[Stored items]

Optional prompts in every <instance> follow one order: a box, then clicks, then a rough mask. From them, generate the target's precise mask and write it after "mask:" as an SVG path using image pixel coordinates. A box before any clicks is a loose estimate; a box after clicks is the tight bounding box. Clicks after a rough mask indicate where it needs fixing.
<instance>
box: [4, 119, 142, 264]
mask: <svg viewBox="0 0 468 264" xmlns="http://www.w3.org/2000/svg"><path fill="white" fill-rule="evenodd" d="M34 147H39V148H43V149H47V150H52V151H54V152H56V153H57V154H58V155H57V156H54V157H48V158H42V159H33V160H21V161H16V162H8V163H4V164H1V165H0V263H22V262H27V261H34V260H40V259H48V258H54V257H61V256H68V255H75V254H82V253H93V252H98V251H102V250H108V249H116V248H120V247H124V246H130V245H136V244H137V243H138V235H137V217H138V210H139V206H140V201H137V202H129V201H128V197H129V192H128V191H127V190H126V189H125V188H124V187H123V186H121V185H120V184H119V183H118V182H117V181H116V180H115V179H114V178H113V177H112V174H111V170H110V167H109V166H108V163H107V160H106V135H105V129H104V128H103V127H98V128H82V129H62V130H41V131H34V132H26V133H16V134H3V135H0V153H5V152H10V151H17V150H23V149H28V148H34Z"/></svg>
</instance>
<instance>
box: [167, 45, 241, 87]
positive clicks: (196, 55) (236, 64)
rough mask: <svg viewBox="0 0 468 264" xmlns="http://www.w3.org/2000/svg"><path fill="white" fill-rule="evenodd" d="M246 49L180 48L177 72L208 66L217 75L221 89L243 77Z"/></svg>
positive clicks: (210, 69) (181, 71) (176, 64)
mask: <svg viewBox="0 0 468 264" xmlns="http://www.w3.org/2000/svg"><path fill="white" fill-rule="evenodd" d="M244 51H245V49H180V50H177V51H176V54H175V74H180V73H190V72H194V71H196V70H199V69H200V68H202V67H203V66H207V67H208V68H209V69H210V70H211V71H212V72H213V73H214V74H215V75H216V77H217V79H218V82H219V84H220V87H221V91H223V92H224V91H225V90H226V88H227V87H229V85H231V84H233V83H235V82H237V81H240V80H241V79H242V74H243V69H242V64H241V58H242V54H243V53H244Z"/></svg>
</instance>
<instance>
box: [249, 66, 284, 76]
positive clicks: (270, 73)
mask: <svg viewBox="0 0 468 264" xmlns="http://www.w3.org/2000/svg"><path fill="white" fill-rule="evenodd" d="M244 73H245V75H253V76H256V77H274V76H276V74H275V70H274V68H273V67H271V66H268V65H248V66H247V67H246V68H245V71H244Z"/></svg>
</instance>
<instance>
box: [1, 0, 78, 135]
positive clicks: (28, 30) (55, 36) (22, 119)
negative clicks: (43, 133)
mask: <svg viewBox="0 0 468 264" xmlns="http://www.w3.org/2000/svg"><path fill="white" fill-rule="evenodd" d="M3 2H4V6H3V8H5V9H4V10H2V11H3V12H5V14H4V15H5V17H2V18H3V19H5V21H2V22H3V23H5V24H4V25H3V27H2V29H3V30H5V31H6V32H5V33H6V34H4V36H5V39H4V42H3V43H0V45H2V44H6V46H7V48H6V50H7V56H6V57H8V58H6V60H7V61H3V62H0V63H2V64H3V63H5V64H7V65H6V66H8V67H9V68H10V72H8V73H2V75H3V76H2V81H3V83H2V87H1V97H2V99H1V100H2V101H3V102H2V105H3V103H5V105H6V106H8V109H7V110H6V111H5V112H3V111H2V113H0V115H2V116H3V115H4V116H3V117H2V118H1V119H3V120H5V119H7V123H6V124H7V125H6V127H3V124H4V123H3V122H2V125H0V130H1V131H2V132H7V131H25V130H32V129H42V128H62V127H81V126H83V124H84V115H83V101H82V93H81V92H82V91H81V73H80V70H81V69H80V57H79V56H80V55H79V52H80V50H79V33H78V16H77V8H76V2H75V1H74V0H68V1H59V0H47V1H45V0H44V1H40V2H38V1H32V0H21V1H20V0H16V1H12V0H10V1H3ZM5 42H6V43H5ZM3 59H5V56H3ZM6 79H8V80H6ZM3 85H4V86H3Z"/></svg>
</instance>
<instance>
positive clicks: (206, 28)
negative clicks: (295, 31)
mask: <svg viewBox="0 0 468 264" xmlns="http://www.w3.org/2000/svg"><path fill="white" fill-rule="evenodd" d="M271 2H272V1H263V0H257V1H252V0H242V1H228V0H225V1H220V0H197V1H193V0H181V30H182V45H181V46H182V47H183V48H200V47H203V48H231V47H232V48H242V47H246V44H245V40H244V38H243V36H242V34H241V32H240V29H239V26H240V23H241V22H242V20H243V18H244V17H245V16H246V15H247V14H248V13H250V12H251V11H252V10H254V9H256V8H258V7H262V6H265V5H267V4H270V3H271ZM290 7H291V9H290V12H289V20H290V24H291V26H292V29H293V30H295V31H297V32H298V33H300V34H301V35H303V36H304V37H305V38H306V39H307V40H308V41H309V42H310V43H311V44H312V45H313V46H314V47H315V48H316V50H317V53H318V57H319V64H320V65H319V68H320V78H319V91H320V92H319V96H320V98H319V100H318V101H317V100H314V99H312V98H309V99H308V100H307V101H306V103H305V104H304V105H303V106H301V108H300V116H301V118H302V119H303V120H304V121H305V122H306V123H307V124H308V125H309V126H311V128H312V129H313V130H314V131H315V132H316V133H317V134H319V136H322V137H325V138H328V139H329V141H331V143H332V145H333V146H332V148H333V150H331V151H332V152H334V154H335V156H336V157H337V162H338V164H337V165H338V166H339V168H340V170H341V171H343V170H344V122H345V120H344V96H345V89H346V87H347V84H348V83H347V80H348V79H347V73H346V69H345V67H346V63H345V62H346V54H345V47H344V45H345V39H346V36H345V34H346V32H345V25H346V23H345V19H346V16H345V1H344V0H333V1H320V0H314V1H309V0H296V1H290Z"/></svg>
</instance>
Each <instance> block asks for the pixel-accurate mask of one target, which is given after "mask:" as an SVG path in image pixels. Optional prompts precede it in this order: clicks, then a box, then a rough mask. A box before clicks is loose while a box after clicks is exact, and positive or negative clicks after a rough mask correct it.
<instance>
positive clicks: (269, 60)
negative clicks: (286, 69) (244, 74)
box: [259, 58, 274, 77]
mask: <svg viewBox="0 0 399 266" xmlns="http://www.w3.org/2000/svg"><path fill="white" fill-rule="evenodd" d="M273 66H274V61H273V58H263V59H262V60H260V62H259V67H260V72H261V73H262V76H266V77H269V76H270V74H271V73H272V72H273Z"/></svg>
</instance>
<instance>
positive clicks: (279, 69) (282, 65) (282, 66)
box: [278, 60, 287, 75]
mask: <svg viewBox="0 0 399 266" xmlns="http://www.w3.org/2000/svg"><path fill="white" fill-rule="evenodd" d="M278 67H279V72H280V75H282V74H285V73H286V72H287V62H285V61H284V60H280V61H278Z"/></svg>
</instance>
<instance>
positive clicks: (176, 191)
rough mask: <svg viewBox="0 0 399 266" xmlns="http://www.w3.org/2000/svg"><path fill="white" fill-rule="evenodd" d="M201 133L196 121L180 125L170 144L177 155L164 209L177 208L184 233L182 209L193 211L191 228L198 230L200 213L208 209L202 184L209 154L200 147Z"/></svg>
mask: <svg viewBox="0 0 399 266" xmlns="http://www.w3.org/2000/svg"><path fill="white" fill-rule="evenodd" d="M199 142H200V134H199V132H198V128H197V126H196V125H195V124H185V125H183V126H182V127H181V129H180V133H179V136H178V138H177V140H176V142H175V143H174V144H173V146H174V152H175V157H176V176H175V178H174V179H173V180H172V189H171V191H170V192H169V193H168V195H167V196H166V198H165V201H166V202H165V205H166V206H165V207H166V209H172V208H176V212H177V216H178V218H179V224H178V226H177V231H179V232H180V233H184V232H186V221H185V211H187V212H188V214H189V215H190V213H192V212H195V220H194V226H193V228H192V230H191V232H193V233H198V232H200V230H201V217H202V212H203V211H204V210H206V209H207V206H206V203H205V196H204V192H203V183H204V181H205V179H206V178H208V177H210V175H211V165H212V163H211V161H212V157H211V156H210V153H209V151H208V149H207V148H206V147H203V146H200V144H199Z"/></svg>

- [Task directions]
Above this instruction are the records; retype exactly the lines from the one containing "positive clicks: (196, 55) (236, 64)" up to and including the one containing "box: [249, 66, 284, 76]".

- [Finished task]
positive clicks: (196, 55) (236, 64)
rough mask: <svg viewBox="0 0 468 264" xmlns="http://www.w3.org/2000/svg"><path fill="white" fill-rule="evenodd" d="M246 49L180 48L177 72L208 66L217 75L221 89L243 77Z"/></svg>
positive clicks: (210, 69) (181, 71) (176, 64)
mask: <svg viewBox="0 0 468 264" xmlns="http://www.w3.org/2000/svg"><path fill="white" fill-rule="evenodd" d="M244 51H245V49H180V50H177V51H176V54H175V74H180V73H190V72H194V71H196V70H199V69H200V68H202V67H203V66H207V67H208V68H209V69H210V70H211V71H212V72H213V73H214V74H215V75H216V77H217V79H218V82H219V84H220V87H221V91H223V92H224V91H225V90H226V88H227V87H229V85H231V84H233V83H235V82H237V81H240V80H241V79H242V74H243V69H242V64H241V58H242V54H243V53H244Z"/></svg>
</instance>
<instance>
box: [249, 66, 284, 76]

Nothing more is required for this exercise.